彼らが求めているのは「日常の中の癒やし」であり、従来、宗教が担っていた「病争苦」からの「救い」ではない。その理由は二つある。
一つ目は、長い歴史のスパンで見れば、今は社会が安定している時期だということにある。確かに東日本大震災が起こったり、北朝鮮のミサイルの脅威もあるが、日本の社会システムそのものは経済の発展が止まったこともあり、かつてないほど安定している。
やはり社会が安定していた江戸時代には、レジャーとして伊勢参りをはじめとする寺社めぐりが盛んになった。神仏を拝み、桜を愛で、束の間の癒やしを求める姿は、江戸時代の人たちのそれと重なる。
もう一つは、オウム真理教が1995年に起こした地下鉄サリン事件などを通じて、宗教は「危険なもの」「いかがわしいもの」という警戒感が浸透したことがある。
オウム事件の後も、1999年には「ライフスペース事件」が起きた。この事件では、シャクティパット(頭部を手で叩く宗教的な病気治療の方法)で死亡した信者の家族について、代表が「死んではいない」と主張し、成田市内のホテルで遺体がミイラ化していく様子を信者が記録し続けた。
さらに2003年には、電磁波を除けるために白装束をしたパナウェーブ研究所が大きな話題になった。こうした問題が相次いだことで、宗教に対する嫌悪感が高まったといえる。
だからといって、現代の人間が悩みや苦しみを抱いていないわけではない。問題は、宗教の側が苦しむ人々に「救い」を与える手だてを持っていないことにある。
日本では年間3万人にものぼる人が自殺しているが、宗教はこうした自殺や孤独死、そして経済的な困窮に対して無力なままなのだ。

+ + + + + + +

▶ [課題内容] 本文のうち、「一つ目は、長い歴史のスパンで」から始まり「る嫌悪感が高まったといえる。」で終わる部分を、一字一句変えずに書き写しなさい。 この作業では記録を一切用いない。

▶ [情報]
+ + + + + + +

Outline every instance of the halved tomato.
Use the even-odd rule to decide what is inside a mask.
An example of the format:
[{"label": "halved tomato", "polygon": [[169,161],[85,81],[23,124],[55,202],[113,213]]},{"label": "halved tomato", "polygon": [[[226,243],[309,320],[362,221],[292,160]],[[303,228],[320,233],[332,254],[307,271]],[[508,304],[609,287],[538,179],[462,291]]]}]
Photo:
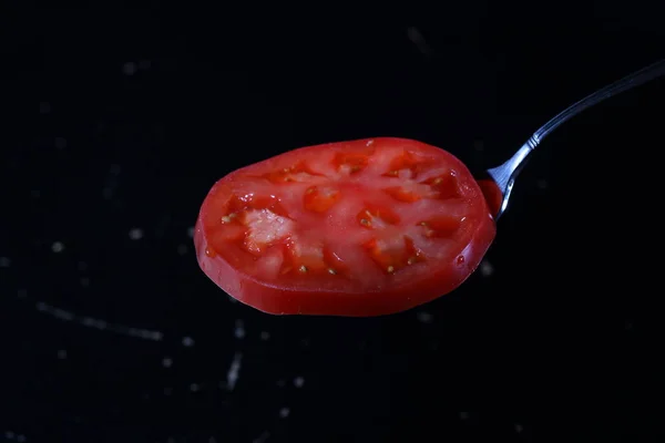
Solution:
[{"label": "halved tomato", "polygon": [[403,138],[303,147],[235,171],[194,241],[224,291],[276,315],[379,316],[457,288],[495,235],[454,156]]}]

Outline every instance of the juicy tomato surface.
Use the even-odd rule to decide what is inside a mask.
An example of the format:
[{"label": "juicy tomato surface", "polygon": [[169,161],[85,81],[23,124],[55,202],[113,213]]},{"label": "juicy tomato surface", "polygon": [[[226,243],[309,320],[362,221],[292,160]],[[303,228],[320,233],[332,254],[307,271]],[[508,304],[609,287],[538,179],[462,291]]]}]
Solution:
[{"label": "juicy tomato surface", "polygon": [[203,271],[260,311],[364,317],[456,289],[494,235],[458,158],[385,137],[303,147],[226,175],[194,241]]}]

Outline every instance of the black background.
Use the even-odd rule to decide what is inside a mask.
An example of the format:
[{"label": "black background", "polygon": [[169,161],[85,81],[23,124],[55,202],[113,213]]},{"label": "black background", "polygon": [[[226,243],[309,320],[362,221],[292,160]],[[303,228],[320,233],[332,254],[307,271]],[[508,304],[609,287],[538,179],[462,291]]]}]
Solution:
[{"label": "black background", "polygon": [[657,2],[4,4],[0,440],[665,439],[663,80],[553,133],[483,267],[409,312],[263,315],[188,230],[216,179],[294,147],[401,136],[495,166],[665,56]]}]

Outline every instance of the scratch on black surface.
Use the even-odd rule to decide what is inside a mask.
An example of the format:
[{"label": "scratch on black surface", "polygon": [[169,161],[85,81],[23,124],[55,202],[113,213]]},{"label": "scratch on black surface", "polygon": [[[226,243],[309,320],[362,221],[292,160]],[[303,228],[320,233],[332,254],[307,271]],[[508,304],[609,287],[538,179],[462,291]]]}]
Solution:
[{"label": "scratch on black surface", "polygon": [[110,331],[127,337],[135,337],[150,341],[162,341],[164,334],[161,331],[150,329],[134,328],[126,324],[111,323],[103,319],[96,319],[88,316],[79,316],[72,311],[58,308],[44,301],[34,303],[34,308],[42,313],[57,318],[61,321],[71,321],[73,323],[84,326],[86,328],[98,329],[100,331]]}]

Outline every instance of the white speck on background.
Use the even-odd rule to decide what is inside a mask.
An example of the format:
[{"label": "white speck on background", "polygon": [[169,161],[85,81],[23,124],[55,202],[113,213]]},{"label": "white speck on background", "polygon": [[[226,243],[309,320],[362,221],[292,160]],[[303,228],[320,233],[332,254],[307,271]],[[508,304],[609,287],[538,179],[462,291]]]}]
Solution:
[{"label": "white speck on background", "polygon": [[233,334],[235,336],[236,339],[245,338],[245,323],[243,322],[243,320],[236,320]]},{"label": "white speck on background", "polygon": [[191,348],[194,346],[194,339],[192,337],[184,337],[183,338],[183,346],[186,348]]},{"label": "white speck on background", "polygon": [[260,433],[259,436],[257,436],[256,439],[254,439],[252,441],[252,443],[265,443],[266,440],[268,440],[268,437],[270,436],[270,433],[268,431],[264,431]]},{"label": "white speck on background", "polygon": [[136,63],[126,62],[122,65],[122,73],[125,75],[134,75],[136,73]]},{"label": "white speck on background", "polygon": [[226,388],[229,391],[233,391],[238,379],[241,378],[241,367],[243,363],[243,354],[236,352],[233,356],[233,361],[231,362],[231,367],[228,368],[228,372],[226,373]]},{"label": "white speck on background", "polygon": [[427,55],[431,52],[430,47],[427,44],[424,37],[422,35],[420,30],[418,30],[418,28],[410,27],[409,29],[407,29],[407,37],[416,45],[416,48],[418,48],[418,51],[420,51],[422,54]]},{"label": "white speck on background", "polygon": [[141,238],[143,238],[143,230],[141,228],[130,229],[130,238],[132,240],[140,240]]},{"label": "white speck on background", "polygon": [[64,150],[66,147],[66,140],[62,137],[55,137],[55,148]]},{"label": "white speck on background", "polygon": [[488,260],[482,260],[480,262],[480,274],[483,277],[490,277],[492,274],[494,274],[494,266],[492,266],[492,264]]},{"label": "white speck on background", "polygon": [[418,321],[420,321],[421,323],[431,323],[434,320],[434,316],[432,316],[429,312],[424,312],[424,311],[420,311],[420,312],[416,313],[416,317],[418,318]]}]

+ + + + + + +

▶ [解答]
一つ目は、長い歴史のスパンで見れば、今は社会が安定している時期だということにある。確かに東日本大震災が起こったり、北朝鮮のミサイルの脅威もあるが、日本の社会システムそのものは経済の発展が止まったこともあり、かつてないほど安定している。
やはり社会が安定していた江戸時代には、レジャーとして伊勢参りをはじめとする寺社めぐりが盛んになった。神仏を拝み、桜を愛で、束の間の癒やしを求める姿は、江戸時代の人たちのそれと重なる。
もう一つは、オウム真理教が1995年に起こした地下鉄サリン事件などを通じて、宗教は「危険なもの」「いかがわしいもの」という警戒感が浸透したことがある。
オウム事件の後も、1999年には「ライフスペース事件」が起きた。この事件では、シャクティパット(頭部を手で叩く宗教的な病気治療の方法)で死亡した信者の家族について、代表が「死んではいない」と主張し、成田市内のホテルで遺体がミイラ化していく様子を信者が記録し続けた。
さらに2003年には、電磁波を除けるために白装束をしたパナウェーブ研究所が大きな話題になった。こうした問題が相次いだことで、宗教に対する嫌悪感が高まったといえる。